#### Directions for this task
From the line that includes "Can you see the white table?" to the last line of the records, inclusive, repeat each line exactly.
┌─ Exercise materials
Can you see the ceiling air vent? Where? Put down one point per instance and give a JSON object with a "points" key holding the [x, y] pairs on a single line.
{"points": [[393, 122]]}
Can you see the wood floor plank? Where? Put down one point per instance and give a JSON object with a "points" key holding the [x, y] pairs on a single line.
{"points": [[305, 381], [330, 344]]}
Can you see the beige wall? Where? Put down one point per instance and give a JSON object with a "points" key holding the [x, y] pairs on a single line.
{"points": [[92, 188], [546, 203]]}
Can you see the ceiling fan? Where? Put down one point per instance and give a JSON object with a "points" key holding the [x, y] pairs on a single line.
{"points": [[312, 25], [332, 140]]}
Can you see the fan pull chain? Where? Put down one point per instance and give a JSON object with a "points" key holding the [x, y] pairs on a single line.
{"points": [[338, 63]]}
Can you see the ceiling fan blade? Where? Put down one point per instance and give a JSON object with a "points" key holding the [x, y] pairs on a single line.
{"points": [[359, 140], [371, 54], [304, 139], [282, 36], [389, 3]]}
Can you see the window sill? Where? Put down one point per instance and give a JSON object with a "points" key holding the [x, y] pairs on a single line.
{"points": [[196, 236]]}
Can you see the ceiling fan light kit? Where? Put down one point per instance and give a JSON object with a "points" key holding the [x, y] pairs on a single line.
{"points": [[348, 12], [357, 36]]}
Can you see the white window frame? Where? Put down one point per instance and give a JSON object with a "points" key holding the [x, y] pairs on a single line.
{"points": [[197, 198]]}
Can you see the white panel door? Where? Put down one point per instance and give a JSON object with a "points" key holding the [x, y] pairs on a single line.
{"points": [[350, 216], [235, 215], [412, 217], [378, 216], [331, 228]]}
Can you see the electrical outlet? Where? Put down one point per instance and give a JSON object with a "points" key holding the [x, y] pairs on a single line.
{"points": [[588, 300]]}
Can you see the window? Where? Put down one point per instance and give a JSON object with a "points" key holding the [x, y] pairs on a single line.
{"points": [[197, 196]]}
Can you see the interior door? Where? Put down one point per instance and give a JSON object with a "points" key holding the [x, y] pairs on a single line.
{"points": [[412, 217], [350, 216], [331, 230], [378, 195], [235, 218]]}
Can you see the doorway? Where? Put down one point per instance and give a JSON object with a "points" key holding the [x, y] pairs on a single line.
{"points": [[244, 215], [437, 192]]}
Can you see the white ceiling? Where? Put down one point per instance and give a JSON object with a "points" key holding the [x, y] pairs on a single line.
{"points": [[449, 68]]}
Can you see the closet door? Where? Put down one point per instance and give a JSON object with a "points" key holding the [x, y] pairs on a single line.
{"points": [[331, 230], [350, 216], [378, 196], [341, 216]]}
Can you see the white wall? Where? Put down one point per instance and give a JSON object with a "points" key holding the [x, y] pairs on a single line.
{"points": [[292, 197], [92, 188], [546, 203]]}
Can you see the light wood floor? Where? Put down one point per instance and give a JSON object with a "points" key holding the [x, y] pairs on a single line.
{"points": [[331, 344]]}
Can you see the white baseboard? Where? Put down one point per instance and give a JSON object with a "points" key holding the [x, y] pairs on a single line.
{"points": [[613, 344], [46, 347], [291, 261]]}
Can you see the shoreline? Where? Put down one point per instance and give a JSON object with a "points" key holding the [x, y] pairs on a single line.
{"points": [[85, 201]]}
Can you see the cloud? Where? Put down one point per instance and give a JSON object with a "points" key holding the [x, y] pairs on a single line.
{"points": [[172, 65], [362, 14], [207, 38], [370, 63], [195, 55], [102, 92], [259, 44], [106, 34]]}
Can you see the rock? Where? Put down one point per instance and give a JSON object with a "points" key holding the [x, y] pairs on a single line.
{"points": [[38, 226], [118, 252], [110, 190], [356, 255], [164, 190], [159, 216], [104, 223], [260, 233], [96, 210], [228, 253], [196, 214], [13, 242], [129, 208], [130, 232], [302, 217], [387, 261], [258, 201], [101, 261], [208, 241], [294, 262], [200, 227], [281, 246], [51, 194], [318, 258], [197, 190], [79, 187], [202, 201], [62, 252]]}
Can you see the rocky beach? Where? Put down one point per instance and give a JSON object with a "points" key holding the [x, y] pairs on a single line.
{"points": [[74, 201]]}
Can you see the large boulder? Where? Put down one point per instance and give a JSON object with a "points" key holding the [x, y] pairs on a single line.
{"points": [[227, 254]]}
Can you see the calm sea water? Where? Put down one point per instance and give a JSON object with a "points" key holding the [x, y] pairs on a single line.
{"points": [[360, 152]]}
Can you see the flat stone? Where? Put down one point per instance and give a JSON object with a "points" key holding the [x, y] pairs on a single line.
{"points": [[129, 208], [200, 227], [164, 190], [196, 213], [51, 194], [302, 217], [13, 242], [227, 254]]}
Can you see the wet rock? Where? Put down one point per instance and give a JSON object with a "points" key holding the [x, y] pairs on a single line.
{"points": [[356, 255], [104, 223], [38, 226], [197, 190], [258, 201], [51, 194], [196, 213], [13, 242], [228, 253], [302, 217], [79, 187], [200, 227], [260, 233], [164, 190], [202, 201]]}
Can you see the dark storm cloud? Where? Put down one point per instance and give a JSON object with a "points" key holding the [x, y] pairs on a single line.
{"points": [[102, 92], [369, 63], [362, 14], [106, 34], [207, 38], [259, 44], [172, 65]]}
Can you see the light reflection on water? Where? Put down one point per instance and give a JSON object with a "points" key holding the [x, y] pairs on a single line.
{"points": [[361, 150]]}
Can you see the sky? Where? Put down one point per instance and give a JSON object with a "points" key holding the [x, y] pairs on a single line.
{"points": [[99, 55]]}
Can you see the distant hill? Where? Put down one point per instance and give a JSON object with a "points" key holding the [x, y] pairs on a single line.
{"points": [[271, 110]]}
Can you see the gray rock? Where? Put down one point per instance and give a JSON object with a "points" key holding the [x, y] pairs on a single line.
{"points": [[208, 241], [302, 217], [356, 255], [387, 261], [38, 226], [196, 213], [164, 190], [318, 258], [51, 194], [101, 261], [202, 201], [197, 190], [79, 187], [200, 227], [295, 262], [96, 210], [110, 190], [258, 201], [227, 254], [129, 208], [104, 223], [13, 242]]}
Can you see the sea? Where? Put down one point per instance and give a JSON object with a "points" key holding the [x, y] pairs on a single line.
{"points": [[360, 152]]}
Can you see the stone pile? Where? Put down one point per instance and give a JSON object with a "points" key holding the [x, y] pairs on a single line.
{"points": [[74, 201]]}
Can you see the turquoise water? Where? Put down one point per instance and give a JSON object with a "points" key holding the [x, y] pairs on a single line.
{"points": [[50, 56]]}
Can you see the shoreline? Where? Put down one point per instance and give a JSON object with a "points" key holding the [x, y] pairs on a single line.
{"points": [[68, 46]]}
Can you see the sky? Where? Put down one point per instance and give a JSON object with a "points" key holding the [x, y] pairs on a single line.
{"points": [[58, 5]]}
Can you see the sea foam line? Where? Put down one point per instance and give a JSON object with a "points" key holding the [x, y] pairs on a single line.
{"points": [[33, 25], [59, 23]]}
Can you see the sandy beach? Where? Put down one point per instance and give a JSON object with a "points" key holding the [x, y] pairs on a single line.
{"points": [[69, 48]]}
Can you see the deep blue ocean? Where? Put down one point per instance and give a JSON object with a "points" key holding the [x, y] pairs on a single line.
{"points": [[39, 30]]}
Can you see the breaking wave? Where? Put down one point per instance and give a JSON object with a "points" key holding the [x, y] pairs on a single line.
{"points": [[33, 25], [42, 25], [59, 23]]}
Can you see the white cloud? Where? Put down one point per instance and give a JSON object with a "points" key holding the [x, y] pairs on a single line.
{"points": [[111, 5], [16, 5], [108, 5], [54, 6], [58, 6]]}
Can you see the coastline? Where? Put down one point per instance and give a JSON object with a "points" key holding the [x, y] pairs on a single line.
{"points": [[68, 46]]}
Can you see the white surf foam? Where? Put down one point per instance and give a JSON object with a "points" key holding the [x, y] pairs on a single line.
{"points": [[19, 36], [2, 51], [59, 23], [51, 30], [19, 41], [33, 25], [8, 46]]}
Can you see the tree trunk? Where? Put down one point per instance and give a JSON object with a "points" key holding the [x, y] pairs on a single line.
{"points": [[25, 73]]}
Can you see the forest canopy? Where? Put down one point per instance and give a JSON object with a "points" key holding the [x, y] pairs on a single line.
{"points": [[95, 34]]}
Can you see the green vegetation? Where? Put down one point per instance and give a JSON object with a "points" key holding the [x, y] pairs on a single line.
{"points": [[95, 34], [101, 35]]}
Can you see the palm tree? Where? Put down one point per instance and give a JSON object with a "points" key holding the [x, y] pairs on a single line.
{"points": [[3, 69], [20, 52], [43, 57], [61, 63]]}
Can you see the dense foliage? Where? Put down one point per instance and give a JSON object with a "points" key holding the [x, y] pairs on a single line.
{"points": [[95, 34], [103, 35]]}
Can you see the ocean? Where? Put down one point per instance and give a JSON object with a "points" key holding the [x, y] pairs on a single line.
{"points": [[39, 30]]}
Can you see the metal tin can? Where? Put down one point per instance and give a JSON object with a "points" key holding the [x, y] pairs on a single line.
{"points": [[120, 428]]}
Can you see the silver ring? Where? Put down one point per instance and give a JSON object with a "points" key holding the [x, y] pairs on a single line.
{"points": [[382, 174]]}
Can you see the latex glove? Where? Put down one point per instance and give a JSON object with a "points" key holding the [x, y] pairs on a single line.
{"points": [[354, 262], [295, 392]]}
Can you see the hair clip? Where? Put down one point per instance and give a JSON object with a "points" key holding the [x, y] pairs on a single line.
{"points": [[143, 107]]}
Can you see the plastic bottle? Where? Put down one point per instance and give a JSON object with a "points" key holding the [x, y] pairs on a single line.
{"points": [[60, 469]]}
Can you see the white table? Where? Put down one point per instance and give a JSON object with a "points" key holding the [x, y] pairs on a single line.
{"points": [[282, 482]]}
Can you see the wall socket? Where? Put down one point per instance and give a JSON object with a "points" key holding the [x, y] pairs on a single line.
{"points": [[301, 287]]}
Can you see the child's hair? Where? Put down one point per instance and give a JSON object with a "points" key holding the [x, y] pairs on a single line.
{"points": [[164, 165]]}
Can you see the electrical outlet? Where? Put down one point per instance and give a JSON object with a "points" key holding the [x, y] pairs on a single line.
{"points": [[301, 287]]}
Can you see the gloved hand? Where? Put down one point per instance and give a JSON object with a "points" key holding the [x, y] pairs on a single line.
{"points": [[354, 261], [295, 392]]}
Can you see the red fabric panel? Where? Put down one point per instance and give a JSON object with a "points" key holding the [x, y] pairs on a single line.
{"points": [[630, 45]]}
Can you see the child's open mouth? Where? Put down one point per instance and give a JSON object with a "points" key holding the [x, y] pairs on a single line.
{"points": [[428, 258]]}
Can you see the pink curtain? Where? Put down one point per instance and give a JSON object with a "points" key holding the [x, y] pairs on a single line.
└─
#### Solved exercise
Can you see the white table? Where? Put down one point per instance and give a JSON object with a "points" key holding the [x, y] pairs on a single line.
{"points": [[282, 482]]}
Can you see the wall socket? Where? Put down one point per instance and give a JSON object with a "points" key holding the [x, y] pairs on a single line.
{"points": [[301, 287]]}
Can you see the child's hair? Where? Put down one point per instance and give a JSON object with a "points" key holding the [x, y] pairs on a single line.
{"points": [[164, 165]]}
Can you see the electrical outlet? Where? Put down one point per instance and give a JSON object with a "points" key holding the [x, y] pairs on a single line.
{"points": [[301, 287]]}
Can you see the gloved hand? Where? Put down one point per instance and give a JSON object with a "points" key holding the [x, y] pairs on a single line.
{"points": [[354, 261], [295, 392]]}
Can you see the red fabric panel? Where? Put down one point per instance and give a JSON object with a "points" key holding the [x, y] pairs on a single line.
{"points": [[630, 45]]}
Can you see the child's open mouth? Where? Put down one point per instance and give a JSON object with a "points" key holding the [x, y] pairs on a single line.
{"points": [[428, 258]]}
Can you see the pink curtain? Where? Put down one point per instance and give a JSON object with a "points" key holding the [x, y] pairs on a single line.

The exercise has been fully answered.